Return everything from the line containing "Objective — a point for each instance of the man riding" down to the end of the records, repeating those lines exactly with nothing changed.

═════ Given data ═════

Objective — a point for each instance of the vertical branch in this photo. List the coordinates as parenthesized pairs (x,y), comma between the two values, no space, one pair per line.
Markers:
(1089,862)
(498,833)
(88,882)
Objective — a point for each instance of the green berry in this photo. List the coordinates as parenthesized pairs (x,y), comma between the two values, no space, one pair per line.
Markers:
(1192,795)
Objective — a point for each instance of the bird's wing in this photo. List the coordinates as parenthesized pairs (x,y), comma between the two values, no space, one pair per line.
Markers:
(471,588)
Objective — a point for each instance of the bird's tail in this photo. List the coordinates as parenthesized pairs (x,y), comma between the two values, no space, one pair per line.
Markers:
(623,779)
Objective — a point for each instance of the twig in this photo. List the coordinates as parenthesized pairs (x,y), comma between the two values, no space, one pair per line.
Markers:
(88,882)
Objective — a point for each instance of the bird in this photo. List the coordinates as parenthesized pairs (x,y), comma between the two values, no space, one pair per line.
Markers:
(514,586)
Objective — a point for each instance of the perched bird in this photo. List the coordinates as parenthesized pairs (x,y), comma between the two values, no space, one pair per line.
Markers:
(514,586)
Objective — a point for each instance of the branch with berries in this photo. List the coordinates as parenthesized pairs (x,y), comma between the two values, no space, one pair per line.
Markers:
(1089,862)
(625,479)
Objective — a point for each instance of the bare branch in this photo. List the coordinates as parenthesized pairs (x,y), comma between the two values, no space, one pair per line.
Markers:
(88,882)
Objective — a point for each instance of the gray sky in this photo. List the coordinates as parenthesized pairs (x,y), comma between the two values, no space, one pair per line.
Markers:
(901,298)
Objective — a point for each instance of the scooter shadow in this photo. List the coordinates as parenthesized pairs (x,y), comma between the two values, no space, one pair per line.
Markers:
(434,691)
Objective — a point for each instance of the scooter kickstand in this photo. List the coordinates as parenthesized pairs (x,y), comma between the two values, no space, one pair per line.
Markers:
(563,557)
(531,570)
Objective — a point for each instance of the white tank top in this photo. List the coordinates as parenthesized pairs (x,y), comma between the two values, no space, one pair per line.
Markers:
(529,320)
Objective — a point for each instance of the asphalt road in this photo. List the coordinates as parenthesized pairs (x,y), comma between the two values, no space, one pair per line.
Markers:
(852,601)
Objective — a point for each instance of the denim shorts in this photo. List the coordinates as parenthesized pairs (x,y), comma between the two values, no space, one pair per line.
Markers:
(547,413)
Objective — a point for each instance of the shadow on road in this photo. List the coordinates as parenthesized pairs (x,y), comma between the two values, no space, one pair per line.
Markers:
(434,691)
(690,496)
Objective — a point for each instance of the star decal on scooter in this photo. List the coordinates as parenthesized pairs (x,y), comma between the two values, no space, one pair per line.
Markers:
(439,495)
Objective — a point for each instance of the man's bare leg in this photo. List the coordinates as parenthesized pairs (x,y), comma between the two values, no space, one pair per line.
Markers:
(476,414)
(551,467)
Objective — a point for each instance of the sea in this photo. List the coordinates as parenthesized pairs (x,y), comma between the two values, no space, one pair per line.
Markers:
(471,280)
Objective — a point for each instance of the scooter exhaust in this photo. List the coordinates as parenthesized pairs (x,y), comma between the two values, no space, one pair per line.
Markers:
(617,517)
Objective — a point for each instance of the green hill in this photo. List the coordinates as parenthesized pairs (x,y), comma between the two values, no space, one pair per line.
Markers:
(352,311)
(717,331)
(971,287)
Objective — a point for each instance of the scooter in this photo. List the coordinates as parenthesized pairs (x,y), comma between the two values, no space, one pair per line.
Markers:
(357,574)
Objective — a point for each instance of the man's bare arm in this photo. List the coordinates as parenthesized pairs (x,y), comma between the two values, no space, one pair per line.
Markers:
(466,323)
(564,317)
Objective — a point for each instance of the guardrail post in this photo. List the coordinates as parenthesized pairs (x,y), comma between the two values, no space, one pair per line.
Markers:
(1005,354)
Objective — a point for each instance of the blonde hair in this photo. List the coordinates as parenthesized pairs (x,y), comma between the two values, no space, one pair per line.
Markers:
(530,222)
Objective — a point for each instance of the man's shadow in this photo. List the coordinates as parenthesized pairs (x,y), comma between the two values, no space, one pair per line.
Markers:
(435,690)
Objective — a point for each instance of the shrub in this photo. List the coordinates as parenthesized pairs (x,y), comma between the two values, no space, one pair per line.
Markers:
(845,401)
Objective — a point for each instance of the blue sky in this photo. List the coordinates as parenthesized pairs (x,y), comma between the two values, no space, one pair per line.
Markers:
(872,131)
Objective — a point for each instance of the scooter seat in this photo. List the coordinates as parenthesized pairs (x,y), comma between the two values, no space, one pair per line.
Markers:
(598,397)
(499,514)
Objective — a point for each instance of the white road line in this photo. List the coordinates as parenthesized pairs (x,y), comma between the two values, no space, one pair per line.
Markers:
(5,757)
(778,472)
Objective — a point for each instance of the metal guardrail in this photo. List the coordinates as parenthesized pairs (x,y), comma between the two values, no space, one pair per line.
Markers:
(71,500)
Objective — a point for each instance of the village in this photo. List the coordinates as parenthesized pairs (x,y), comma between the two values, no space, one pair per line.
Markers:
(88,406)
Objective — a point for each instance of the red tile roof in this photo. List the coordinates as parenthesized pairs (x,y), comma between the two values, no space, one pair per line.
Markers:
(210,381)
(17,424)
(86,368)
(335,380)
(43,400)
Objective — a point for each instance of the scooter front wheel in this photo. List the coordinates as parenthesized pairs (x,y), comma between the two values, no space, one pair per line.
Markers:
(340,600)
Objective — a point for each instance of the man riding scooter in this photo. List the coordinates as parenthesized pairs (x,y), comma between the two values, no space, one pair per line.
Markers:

═════

Output for this task:
Objective — a point for each instance of the man riding scooter in this photo. List the coordinates as parenthesized pairs (x,y), comma between the two values, no space, one pair per line.
Markers:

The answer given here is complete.